### WORK TO COMPLETE
Retype the entries below without any change.

◆ ◆ ◆ ◆

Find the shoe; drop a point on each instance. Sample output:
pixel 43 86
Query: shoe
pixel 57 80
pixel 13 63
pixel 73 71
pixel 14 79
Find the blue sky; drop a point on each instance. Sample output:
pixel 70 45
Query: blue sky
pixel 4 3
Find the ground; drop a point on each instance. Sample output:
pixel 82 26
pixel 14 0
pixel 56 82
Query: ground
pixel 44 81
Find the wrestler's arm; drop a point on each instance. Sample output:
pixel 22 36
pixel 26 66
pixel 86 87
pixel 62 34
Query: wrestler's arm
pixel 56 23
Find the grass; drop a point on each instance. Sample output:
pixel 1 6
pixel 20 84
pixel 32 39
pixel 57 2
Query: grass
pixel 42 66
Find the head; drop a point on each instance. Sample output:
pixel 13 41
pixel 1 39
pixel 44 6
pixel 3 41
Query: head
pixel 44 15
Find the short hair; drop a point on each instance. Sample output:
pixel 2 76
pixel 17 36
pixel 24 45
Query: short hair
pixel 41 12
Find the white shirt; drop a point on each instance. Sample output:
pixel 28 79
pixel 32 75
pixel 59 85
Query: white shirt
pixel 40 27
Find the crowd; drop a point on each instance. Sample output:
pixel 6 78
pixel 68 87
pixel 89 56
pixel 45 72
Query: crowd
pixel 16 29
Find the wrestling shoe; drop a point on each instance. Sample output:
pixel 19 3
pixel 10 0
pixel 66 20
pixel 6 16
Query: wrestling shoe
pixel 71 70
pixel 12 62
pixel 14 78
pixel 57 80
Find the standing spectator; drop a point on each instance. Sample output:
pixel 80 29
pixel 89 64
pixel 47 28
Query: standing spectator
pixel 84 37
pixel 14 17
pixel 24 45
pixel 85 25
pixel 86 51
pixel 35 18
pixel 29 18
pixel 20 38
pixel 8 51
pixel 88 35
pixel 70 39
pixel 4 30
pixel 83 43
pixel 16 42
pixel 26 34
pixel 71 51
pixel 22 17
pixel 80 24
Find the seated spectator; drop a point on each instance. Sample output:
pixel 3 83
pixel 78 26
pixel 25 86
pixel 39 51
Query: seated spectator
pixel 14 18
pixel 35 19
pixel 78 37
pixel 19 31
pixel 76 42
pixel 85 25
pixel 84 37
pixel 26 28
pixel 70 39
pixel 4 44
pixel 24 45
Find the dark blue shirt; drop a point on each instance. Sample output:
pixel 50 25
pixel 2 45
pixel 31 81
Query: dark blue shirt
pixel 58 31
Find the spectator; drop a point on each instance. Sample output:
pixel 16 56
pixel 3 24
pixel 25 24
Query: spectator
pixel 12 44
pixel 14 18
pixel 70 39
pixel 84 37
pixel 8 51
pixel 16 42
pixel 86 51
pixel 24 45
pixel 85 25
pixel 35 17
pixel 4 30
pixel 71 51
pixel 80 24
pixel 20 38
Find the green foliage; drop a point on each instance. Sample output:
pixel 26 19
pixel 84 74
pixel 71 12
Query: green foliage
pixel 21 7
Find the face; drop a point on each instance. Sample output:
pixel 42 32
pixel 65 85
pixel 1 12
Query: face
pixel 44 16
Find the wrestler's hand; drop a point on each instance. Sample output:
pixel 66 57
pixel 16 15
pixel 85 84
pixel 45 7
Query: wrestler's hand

◆ ◆ ◆ ◆

### EXERCISE SOLUTION
Find the shoe; drop a point on each instance. Sample output:
pixel 43 86
Query: shoe
pixel 57 80
pixel 13 63
pixel 73 71
pixel 14 79
Find the blue sky; drop a point on each instance. Sample output:
pixel 70 45
Query: blue sky
pixel 4 3
Find the ground; drop a point on each instance. Sample output:
pixel 82 26
pixel 14 0
pixel 56 82
Query: ground
pixel 44 81
Find the wrestler's arm; drop a point on each instance. Sample output:
pixel 22 36
pixel 26 66
pixel 86 87
pixel 62 34
Query: wrestler's arm
pixel 56 23
Find the grass; drop a point on each instance. Sample output:
pixel 1 6
pixel 20 84
pixel 32 39
pixel 57 2
Query: grass
pixel 42 66
Find the head; drop a point on each instance. Sample output:
pixel 13 41
pixel 1 39
pixel 44 6
pixel 3 41
Query: head
pixel 44 15
Find the short hair; drop a point on each instance. Sample output:
pixel 2 76
pixel 17 36
pixel 24 45
Query: short hair
pixel 41 12
Find the white shirt; drop a point on each instance. Sample output:
pixel 28 79
pixel 32 75
pixel 59 85
Query: white shirt
pixel 40 27
Find the crowd; drop a point on each instance. Sample output:
pixel 6 78
pixel 68 87
pixel 89 56
pixel 45 72
Query: crowd
pixel 16 29
Find the wrestling shoe; drop a point on each instance. Sample output:
pixel 19 3
pixel 10 0
pixel 66 20
pixel 6 16
Query: wrestling shoe
pixel 71 70
pixel 12 62
pixel 14 78
pixel 57 80
Find the standing spectator; drop a point on each instance. Sample output:
pixel 80 29
pixel 89 64
pixel 47 28
Query: standing spectator
pixel 84 37
pixel 14 17
pixel 24 45
pixel 85 25
pixel 86 51
pixel 35 18
pixel 29 18
pixel 20 38
pixel 8 51
pixel 88 35
pixel 70 39
pixel 4 30
pixel 83 43
pixel 16 42
pixel 26 34
pixel 71 51
pixel 22 17
pixel 80 24
Find the seated spectator; drop a point on each instance. Sample output:
pixel 3 83
pixel 78 26
pixel 25 86
pixel 39 51
Query: seated spectator
pixel 14 18
pixel 35 19
pixel 78 37
pixel 19 31
pixel 76 42
pixel 85 25
pixel 84 37
pixel 26 28
pixel 70 39
pixel 4 44
pixel 24 45
Find the dark blue shirt; drop a point on each instance. Sample output:
pixel 50 25
pixel 2 45
pixel 31 81
Query: dark blue shirt
pixel 58 31
Find the spectator; drop a point on each instance. Sample output:
pixel 16 56
pixel 3 24
pixel 25 24
Query: spectator
pixel 12 44
pixel 14 18
pixel 70 39
pixel 84 37
pixel 8 51
pixel 16 42
pixel 86 51
pixel 24 45
pixel 85 25
pixel 35 17
pixel 4 30
pixel 71 51
pixel 80 24
pixel 20 38
Find the green foliage; drop a point on each instance. Sample output:
pixel 26 19
pixel 84 74
pixel 71 12
Query: green foliage
pixel 21 7
Find the face; drop a point on each instance. Sample output:
pixel 42 32
pixel 65 85
pixel 1 12
Query: face
pixel 44 16
Find the wrestler's hand; drop a point on each instance. Sample output:
pixel 66 57
pixel 16 15
pixel 85 84
pixel 45 7
Query: wrestler's hand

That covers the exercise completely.